▶ WHAT THE EXERCISE ASKS
Type the records out again in full, exactly.

Excerpts of location labeling data:
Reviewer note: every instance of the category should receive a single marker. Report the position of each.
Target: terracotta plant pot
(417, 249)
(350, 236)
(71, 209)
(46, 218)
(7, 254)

▶ COMPLETED EXERCISE
Reviewer note: every instance of the category should receive a single marker. Report the position of each.
Target: terracotta plant pot
(417, 249)
(350, 236)
(71, 209)
(46, 218)
(7, 254)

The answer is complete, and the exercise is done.